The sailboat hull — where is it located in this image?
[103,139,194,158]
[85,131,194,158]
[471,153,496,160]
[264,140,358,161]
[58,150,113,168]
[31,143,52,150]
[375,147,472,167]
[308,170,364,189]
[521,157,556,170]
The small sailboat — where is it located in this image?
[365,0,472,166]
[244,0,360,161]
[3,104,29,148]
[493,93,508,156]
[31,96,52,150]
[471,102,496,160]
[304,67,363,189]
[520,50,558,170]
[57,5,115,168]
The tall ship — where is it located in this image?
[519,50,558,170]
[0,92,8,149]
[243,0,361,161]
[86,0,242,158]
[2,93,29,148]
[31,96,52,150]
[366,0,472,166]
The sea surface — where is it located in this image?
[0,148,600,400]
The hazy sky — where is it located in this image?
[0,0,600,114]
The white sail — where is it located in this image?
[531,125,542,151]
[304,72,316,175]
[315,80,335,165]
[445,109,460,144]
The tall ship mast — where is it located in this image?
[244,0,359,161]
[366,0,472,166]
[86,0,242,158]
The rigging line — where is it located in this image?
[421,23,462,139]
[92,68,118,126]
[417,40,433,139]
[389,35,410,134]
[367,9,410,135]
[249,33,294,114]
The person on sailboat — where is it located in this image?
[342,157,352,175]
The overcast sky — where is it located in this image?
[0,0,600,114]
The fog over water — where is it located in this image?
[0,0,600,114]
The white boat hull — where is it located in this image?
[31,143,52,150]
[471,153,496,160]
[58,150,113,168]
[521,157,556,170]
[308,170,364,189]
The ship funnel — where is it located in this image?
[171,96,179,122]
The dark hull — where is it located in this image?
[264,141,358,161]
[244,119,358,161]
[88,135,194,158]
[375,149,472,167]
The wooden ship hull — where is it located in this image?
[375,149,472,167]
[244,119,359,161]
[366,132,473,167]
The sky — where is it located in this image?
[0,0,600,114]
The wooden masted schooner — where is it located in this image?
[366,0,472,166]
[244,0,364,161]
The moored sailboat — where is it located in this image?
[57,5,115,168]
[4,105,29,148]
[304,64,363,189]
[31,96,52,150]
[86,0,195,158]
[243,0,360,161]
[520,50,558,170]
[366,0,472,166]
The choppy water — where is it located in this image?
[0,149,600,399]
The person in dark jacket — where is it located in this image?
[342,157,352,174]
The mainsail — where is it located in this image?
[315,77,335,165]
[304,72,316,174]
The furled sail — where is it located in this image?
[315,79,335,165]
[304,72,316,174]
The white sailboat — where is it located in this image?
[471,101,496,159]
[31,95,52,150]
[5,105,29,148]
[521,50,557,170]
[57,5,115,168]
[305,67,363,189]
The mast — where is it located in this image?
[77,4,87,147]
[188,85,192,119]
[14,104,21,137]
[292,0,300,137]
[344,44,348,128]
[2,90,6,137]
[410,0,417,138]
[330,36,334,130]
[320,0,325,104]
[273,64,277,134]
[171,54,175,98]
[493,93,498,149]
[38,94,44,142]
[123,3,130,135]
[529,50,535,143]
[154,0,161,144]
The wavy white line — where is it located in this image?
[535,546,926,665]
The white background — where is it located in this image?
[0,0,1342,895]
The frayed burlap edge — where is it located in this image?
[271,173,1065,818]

## WRITTEN PROBLEM
Can you rewrite all the data above, swapping every "sailboat" for "sailing boat" and leaving everything else untouched?

## TASK ANSWER
The sailing boat hull — where is it located in this image?
[103,139,194,158]
[85,131,194,158]
[471,153,496,160]
[264,140,358,161]
[58,150,113,168]
[31,143,52,150]
[375,147,472,167]
[308,170,364,189]
[521,157,556,170]
The small sailing boat — where is it located in this image?
[365,0,472,166]
[244,0,360,161]
[3,104,29,148]
[493,93,508,156]
[31,96,52,150]
[471,102,496,160]
[304,67,363,189]
[520,50,558,170]
[57,5,115,168]
The tall ship — where is it located in this image?
[519,50,558,170]
[0,92,8,149]
[243,0,361,161]
[86,0,242,158]
[2,93,29,148]
[31,96,52,150]
[366,0,472,166]
The sea surface — where is it located in this image?
[0,148,600,400]
The hazy sky — where is it located in this image?
[0,0,600,114]
The white sail — where is it located in this image?
[531,125,542,151]
[304,72,316,175]
[315,80,335,165]
[445,109,460,144]
The tall ship mast — where is it located in this image?
[244,0,359,161]
[366,0,472,166]
[86,0,242,158]
The rigging line — where is it located in this image?
[421,23,462,139]
[92,68,118,126]
[417,40,433,139]
[389,35,410,134]
[367,9,410,135]
[249,33,294,114]
The person on sailing boat — where is it located in this image?
[342,157,352,175]
The overcast sky — where is it located in this image?
[0,0,600,114]
The fog over water — where is it located in this image?
[0,0,600,114]
The white boat hull — where is it located in this image?
[31,143,52,150]
[471,153,496,160]
[58,150,113,168]
[521,157,556,170]
[308,170,364,189]
The ship funnel — where is it located in this image?
[171,96,179,122]
The dark hull — where is it located in this image?
[264,141,358,161]
[244,119,358,161]
[88,135,194,158]
[375,149,472,167]
The wooden ship hull — where is it located in this image?
[375,149,472,167]
[244,119,359,161]
[366,132,473,167]
The sky — where is it located in this image?
[0,0,600,114]
The wooden masted schooner — where is it located in this image?
[366,0,472,166]
[244,0,364,161]
The moored sailing boat — where is it located in this image?
[57,5,115,168]
[4,105,29,148]
[304,64,363,189]
[31,96,52,150]
[86,0,195,158]
[243,0,360,161]
[520,50,558,170]
[366,0,472,166]
The choppy water — where is it located in this image?
[0,149,600,399]
The person in dark jacket — where is it located in this image?
[342,157,352,174]
The mainsail — where is it located in this image?
[315,77,335,165]
[304,72,316,174]
The furled sail — where is it located in this image?
[315,79,335,165]
[304,72,316,174]
The white sailing boat — where is it located in this image?
[471,101,496,159]
[31,95,52,150]
[5,105,29,148]
[521,50,557,170]
[57,5,115,168]
[305,67,363,189]
The mast — where is it located in this image?
[77,4,87,147]
[188,85,192,119]
[14,104,21,137]
[292,0,300,137]
[344,44,348,128]
[2,90,6,137]
[410,0,417,138]
[330,36,334,130]
[320,0,325,104]
[273,64,277,134]
[171,54,175,98]
[493,93,498,149]
[38,94,44,142]
[123,3,130,135]
[529,50,535,143]
[154,0,161,144]
The wavy white line — where is it located in this image?
[535,546,926,665]
The white background — where is it located in this image?
[0,0,1342,895]
The frayed burlap edge — where is it located in this image?
[271,173,1065,818]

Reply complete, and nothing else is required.